■ Passage for review:
Now switch to SMRotaryWheel.h and import the protocol below the existing import statement.
#import "SMRotaryProtocol.h"
Then, add the following properties above the @end line:
@property (weak) id <SMRotaryProtocol> delegate;
@property (nonatomic, strong) UIView *container;
@property int numberOfSections;
These properties keep track of the delegate to notify when the user selects a section, the container view that the rotary wheel will be inside, and the number of sections in the rotary view.
Below properties, add the following method:
- (id) initWithFrame:(CGRect)frame andDelegate:(id)del withSections:(int)sectionsNumber;
The above method will be called from the view controller to initialize the component.
Now switch to SMRotaryWheel.m and replace its contents with the following:
#import "SMRotaryWheel.h"
@interface SMRotaryWheel()
- (void)drawWheel;
@end
@implementation SMRotaryWheel
@synthesize delegate, container, numberOfSections;
- (id) initWithFrame:(CGRect)frame andDelegate:(id)del withSections:(int)sectionsNumber {
// 1 - Call super init
if ((self = [super initWithFrame:frame])) {
// 2 - Set properties
self.numberOfSections = sectionsNumber;
self.delegate = del;
// 3 - Draw wheel
[self drawWheel];
}
return self;
}
- (void) drawWheel {
}
@end
Here you’ve added a private method called drawWheel, synthesized the three properties and defined initWithFrame:andDelegate:withSections: where the parameters are saved in the properties and the drawWheel method is called to draw the wheel.
Note you haven’t implemented the functionality for drawing the wheel yet, but you’ll get to that soon :]
For now, it’s time to compile and run! Unfortunately you’ll just get a blank screen at this point, but it’s good to verify the absence of compilation errors at every stage of your coding.

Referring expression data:
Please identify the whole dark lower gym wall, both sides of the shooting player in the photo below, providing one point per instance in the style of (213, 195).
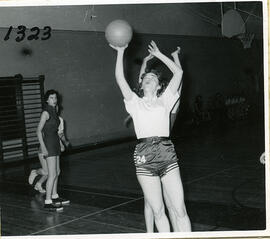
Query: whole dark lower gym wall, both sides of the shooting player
(80, 65)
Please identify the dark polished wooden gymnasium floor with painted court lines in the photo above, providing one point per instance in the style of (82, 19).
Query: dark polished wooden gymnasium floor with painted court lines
(223, 181)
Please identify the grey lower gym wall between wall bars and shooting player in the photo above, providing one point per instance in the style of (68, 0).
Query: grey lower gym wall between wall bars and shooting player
(80, 66)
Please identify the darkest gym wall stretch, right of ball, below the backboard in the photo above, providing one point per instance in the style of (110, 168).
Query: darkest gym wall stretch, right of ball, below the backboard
(211, 65)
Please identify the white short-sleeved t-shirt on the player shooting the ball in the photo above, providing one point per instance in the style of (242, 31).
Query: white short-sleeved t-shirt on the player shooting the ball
(151, 119)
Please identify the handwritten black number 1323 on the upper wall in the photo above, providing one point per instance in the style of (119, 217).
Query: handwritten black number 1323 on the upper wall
(35, 32)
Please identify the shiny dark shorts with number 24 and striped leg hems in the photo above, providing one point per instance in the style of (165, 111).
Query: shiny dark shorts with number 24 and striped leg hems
(155, 156)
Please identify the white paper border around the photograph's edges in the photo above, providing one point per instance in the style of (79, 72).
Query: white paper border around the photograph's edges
(221, 234)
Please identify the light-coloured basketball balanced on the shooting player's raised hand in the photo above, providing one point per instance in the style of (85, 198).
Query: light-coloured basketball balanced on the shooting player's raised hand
(118, 33)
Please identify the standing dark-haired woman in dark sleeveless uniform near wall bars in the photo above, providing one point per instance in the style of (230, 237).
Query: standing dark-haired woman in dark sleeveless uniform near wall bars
(47, 133)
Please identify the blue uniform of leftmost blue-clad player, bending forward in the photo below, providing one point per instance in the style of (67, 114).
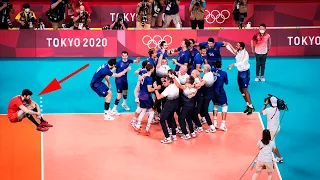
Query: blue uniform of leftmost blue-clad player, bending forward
(96, 83)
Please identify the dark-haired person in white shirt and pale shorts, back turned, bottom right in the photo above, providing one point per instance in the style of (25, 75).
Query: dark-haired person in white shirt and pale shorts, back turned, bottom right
(265, 156)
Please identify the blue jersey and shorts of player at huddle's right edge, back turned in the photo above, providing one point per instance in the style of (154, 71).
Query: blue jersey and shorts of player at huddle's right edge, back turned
(220, 93)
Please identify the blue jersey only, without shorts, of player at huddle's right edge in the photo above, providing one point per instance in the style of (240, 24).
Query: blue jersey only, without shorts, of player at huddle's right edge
(222, 78)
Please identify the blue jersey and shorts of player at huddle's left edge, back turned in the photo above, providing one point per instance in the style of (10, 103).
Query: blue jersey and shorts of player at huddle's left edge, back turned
(145, 97)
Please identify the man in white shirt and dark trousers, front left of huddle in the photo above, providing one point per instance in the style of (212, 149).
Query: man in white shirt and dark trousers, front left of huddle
(171, 93)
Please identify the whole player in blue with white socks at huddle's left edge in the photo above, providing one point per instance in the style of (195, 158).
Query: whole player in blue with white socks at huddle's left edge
(145, 98)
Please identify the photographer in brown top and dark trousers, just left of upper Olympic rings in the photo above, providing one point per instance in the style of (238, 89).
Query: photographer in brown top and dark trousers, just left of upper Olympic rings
(197, 13)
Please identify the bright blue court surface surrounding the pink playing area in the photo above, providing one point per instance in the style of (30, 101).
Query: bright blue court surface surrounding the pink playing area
(294, 79)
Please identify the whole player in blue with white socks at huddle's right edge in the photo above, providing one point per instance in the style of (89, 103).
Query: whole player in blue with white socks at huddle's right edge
(220, 97)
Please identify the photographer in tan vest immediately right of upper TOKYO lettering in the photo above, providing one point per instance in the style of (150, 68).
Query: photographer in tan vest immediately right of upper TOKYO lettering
(144, 15)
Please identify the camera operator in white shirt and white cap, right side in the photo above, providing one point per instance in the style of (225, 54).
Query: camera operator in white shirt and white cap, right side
(273, 120)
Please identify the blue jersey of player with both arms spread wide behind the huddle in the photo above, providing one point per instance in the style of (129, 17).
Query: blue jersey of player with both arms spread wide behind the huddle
(213, 54)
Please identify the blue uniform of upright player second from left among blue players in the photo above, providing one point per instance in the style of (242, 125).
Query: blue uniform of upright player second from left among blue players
(122, 82)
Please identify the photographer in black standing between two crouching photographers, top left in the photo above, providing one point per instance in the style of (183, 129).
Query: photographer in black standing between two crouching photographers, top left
(57, 12)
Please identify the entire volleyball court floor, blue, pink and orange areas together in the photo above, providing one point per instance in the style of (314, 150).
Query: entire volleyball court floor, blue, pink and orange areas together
(81, 145)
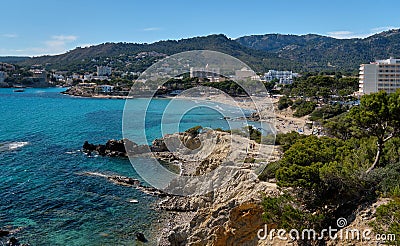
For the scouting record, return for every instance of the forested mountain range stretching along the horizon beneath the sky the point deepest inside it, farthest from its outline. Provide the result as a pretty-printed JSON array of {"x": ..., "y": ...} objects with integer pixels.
[{"x": 300, "y": 53}]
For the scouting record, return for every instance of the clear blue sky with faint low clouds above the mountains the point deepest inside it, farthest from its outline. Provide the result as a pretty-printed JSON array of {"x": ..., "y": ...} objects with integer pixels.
[{"x": 48, "y": 27}]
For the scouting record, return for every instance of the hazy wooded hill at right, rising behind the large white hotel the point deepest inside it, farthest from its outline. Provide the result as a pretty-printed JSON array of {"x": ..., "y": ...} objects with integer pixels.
[{"x": 317, "y": 52}]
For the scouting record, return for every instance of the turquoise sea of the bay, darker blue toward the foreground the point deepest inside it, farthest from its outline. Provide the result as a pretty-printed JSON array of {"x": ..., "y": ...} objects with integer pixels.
[{"x": 44, "y": 199}]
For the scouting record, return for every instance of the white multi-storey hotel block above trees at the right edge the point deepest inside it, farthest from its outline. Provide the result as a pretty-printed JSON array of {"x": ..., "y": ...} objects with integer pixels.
[{"x": 379, "y": 75}]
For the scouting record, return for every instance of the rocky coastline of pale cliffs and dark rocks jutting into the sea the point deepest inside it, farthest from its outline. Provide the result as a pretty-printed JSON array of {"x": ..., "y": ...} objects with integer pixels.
[{"x": 230, "y": 215}]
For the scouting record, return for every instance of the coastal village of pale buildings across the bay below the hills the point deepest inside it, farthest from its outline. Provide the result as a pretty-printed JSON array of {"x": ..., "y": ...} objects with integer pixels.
[{"x": 106, "y": 81}]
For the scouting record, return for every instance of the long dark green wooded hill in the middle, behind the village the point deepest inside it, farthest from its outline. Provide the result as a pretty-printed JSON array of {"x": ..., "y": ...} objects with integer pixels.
[{"x": 82, "y": 58}]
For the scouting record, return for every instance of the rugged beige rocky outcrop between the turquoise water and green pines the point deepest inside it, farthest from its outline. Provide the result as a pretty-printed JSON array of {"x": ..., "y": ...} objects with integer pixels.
[{"x": 228, "y": 215}]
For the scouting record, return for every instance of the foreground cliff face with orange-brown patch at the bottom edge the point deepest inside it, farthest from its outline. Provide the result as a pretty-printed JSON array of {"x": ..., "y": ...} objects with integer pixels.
[{"x": 232, "y": 218}]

■ Check your understanding:
• a. In the rotary wheel tutorial, rewrite the paragraph beginning "Here you’ve added a private method" as a short bulleted list that keeps its main facts.
• b. According to the rotary wheel tutorial, what will appear when the project is compiled and run at this stage?

■ Solutions to the problems:
• a.
- A private method named drawWheel was added.
- The three properties were synthesized.
- initWithFrame:andDelegate:withSections: was defined. It saves its parameters in the properties and calls drawWheel to draw the wheel.

• b. A blank screen.